REQUEST:
Copy all the entries below exactly, but not the pictures.

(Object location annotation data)
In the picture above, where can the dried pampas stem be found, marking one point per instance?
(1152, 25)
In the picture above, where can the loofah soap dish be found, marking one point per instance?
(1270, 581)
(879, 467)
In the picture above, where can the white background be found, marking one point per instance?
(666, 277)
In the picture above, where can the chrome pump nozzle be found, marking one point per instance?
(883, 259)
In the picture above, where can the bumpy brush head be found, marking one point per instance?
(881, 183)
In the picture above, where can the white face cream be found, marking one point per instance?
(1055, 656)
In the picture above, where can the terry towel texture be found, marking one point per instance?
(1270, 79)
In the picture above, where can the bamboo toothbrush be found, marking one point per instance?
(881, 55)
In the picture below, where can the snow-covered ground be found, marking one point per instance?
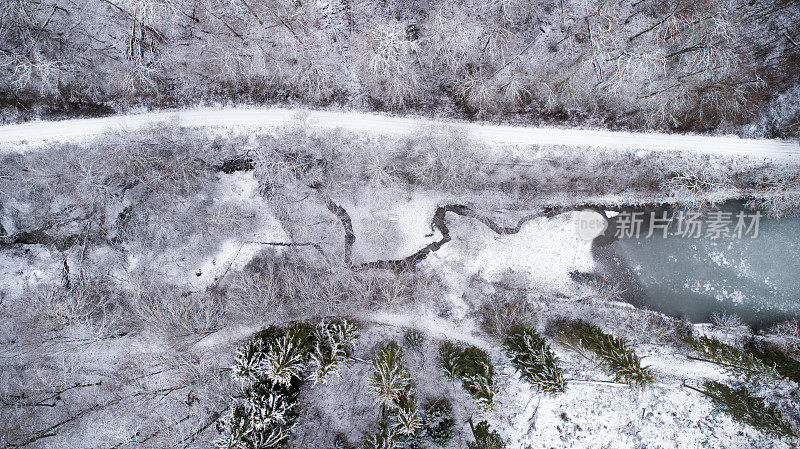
(27, 135)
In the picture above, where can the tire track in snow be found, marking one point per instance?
(21, 137)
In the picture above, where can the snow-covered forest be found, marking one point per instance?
(399, 224)
(171, 287)
(681, 65)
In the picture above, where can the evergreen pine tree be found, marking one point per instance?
(473, 367)
(748, 409)
(390, 377)
(283, 361)
(485, 437)
(406, 417)
(534, 360)
(732, 359)
(333, 342)
(614, 353)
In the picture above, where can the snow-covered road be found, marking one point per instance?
(29, 135)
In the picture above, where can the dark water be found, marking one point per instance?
(757, 278)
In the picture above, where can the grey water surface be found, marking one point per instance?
(754, 276)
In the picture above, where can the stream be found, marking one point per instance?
(697, 269)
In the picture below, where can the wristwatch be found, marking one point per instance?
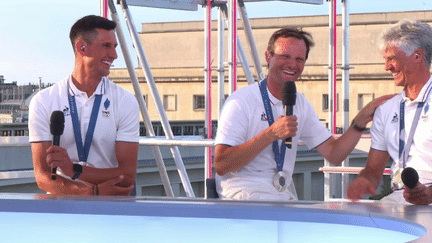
(357, 128)
(77, 169)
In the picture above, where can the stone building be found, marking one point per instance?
(175, 53)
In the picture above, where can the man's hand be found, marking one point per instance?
(110, 187)
(359, 187)
(285, 127)
(419, 195)
(58, 157)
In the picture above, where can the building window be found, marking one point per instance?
(199, 130)
(188, 130)
(326, 102)
(170, 103)
(364, 99)
(145, 97)
(176, 130)
(199, 102)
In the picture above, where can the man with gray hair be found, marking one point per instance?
(402, 128)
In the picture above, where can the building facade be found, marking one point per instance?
(175, 53)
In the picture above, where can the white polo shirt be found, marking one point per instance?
(242, 118)
(118, 119)
(385, 131)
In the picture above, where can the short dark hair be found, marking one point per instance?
(291, 32)
(85, 28)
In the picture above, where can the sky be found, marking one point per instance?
(34, 34)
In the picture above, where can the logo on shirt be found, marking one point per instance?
(106, 113)
(394, 119)
(425, 116)
(66, 111)
(263, 117)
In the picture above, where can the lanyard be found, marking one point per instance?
(279, 155)
(404, 149)
(83, 151)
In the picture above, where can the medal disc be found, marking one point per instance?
(279, 181)
(397, 179)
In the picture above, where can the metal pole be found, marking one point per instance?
(104, 8)
(207, 84)
(249, 37)
(328, 183)
(345, 84)
(232, 35)
(144, 112)
(156, 98)
(221, 57)
(241, 56)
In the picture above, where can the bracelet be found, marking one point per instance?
(95, 190)
(357, 128)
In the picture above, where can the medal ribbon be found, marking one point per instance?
(83, 151)
(279, 155)
(404, 149)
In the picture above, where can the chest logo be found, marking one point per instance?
(395, 118)
(263, 117)
(106, 113)
(425, 116)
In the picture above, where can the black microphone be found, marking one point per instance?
(288, 100)
(410, 177)
(56, 128)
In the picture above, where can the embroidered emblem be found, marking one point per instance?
(425, 116)
(66, 111)
(395, 118)
(263, 117)
(106, 113)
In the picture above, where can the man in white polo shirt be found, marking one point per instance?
(99, 146)
(402, 127)
(250, 160)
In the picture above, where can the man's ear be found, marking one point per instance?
(80, 47)
(267, 56)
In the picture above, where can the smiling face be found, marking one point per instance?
(100, 54)
(287, 62)
(400, 65)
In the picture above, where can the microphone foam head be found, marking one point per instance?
(289, 91)
(410, 177)
(57, 123)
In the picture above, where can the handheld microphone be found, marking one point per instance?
(410, 177)
(288, 100)
(56, 128)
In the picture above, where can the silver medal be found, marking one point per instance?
(397, 182)
(280, 181)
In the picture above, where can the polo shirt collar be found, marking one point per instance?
(273, 99)
(422, 97)
(100, 89)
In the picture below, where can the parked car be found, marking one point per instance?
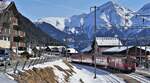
(4, 56)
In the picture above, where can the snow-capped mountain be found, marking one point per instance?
(57, 22)
(111, 19)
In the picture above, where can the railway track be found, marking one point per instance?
(139, 78)
(108, 77)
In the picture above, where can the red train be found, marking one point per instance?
(125, 64)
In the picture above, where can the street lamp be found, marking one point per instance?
(95, 40)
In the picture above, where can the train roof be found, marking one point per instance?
(117, 49)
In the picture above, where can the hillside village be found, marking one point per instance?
(77, 49)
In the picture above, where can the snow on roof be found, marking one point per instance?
(86, 49)
(108, 41)
(117, 49)
(143, 48)
(56, 47)
(72, 50)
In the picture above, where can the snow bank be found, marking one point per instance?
(63, 72)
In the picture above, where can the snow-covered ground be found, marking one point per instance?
(139, 78)
(4, 78)
(81, 74)
(86, 73)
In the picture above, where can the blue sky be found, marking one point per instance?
(35, 9)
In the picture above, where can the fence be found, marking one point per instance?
(22, 64)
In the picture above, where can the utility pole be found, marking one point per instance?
(95, 40)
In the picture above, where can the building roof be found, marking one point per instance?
(4, 5)
(108, 41)
(123, 48)
(117, 49)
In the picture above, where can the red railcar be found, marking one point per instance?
(126, 64)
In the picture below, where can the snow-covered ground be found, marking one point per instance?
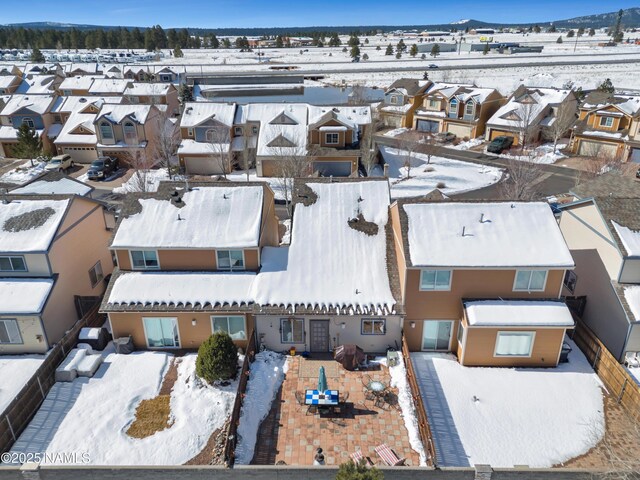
(456, 176)
(24, 173)
(92, 415)
(266, 376)
(510, 416)
(15, 372)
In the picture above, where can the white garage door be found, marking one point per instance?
(82, 154)
(591, 149)
(202, 166)
(459, 131)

RESULT:
In the picture above, where can the dried pampas stem be found, marking one point per instance?
(1152, 25)
In the picture above, where can the loofah soap dish be found, marking one point per instance?
(1270, 581)
(879, 467)
In the picture above, where can the white background be found, marking one point per instance?
(666, 277)
In the picture above, where can the chrome pump nozzle be found, marking one point per instance?
(883, 259)
In the picture above, where can the bumpy brush head be found, marking one point per instance?
(881, 183)
In the picture above, where can the white face cream be found, marking one point per instance?
(1055, 656)
In the picture above, where can the terry towel texture be found, marking one point per instance?
(1270, 79)
In the picture above, where can the bamboo toothbrush be found, marking one point per instance?
(881, 55)
In the picture below, where can the snow-covered ground be found, marking one point per instance?
(27, 135)
In the picture above, where can the tire track in snow be found, marking one point per instance?
(21, 137)
In the picture above, where can the snow-covered forest be found, marking one point per instance?
(399, 224)
(171, 287)
(681, 65)
In the picture above, where can the evergreen pine tree be found, marking one point per instance?
(473, 367)
(748, 409)
(390, 377)
(283, 361)
(485, 437)
(406, 417)
(534, 360)
(732, 359)
(333, 342)
(614, 353)
In the picture above, where can the snow-covered road be found, marking one point per instance?
(29, 135)
In the picture above, where can the dark water be found, marking one point per instance?
(757, 278)
In the picture above, where can the grey water surface be found, marking one point per instance?
(754, 276)
In the picture above, where can the stream be found, marking one point per instance?
(697, 269)
In the picture below, where can the wristwatch be found, marking one point per instance?
(357, 128)
(77, 169)
In the picture above, where can the stone building be found, marking one point per instance?
(175, 53)
In the picture above, where can the man's hand be found, marking one point per instance?
(110, 187)
(359, 187)
(285, 127)
(419, 195)
(58, 157)
In the picture above, where can the building window be found, marking one point per instance?
(199, 130)
(188, 130)
(326, 102)
(170, 103)
(364, 99)
(145, 97)
(176, 130)
(199, 102)
In the picture above, where can the man with gray hair be found, marking one point per instance?
(402, 128)
In the picture above, where can the building facade be found, marking one point per instance?
(175, 53)
In the picture above, where can the white polo shirt be found, marking one point per instance?
(242, 118)
(118, 119)
(385, 131)
In the picture above, where can the short dark hair be found, marking one point per instance?
(291, 32)
(85, 28)
In the picture above, where can the sky be found, marking one point per instance?
(34, 34)
In the picture above, where can the logo on shirt be found, marking one point per instance?
(106, 113)
(394, 119)
(425, 116)
(66, 111)
(263, 117)
In the picture above, where can the lanyard be found, marking one point per instance?
(279, 155)
(404, 149)
(83, 151)
In the picture above, where can the medal disc be found, marking one point per instance?
(279, 181)
(397, 179)
In the picture above, where can the metal pole be found, marking one point per instance?
(104, 8)
(207, 84)
(249, 37)
(328, 183)
(345, 84)
(232, 35)
(144, 112)
(156, 98)
(221, 57)
(241, 56)
In the picture above, where can the bracelet be found, marking one point per instance?
(95, 190)
(357, 128)
In the picture above, where can the medal ribbon be found, marking one point per instance?
(83, 151)
(279, 155)
(404, 149)
In the picture above, where can the chest logo be found, marking one point per instance?
(395, 118)
(263, 117)
(106, 113)
(425, 116)
In the picture above, where can the black microphone be found, marking one point per instance?
(288, 100)
(410, 177)
(56, 128)
In the picture above, where can the embroidered emblem be found, marking one point per instance?
(425, 116)
(66, 111)
(395, 118)
(263, 117)
(106, 113)
In the picture above, where can the man in white polo shirt be found, marking one point per instance?
(99, 146)
(402, 127)
(250, 160)
In the picture above, where can the man's ear be found, marking one point per instance?
(80, 47)
(267, 56)
In the picture above, where can the smiling face be found, marking one point per instance?
(100, 54)
(287, 62)
(400, 65)
In the picture above, where can the microphone foam head be found, marking one point per instance?
(289, 91)
(410, 177)
(57, 123)
In the picture above, where can the handheld microphone be found, marking one point per instance?
(410, 177)
(288, 100)
(56, 128)
In the picture above, where can the silver medal be found, marking one point per instance?
(397, 182)
(280, 181)
In the picture above, where can the polo shirt collar be found, marking one point per instance?
(273, 99)
(422, 97)
(100, 89)
In the picture below, where can the parked car be found, marking one point per instance?
(4, 56)
In the picture above, where can the snow-capped mountain be found, marking one point per instance?
(57, 22)
(111, 19)
In the picture above, where can the railway track be found, marking one point per instance?
(139, 78)
(108, 77)
In the picture above, where can the red train be found, marking one point per instance?
(125, 64)
In the picture above, where can the street lamp be found, marking one point per instance?
(95, 40)
In the picture above, where can the train roof be found, marking one point per instance?
(117, 49)
In the picture above, where can the hillside village be found, marking one point per instance?
(77, 49)
In the picture above, where can the snow on roof be found, marking one point per instance?
(86, 49)
(108, 41)
(117, 49)
(143, 48)
(56, 47)
(72, 50)
In the picture above, where can the snow bank be found, marking one point per instance?
(63, 72)
In the picture above, where can the snow-covered ground be found, marking one point per instance?
(139, 78)
(4, 78)
(81, 74)
(86, 73)
In the picture above, where can the blue sky be found, marking one point per instance?
(35, 9)
In the picture above, where can the fence be found, marking one point per instance?
(22, 64)
In the picture above, where can the utility pole be found, marking one point per instance?
(95, 40)
In the picture above, where can the building roof be found, marking one point per instance?
(4, 5)
(108, 41)
(123, 48)
(117, 49)
In the picture above, where can the red railcar be found, marking one point per instance?
(126, 64)
In the picture below, where can the snow-covered ground be found, marking one point per instance?
(456, 176)
(24, 173)
(92, 415)
(266, 376)
(510, 416)
(15, 372)
In the picture above, where can the white garage door be found, marking one point per instance?
(82, 154)
(591, 149)
(202, 166)
(459, 131)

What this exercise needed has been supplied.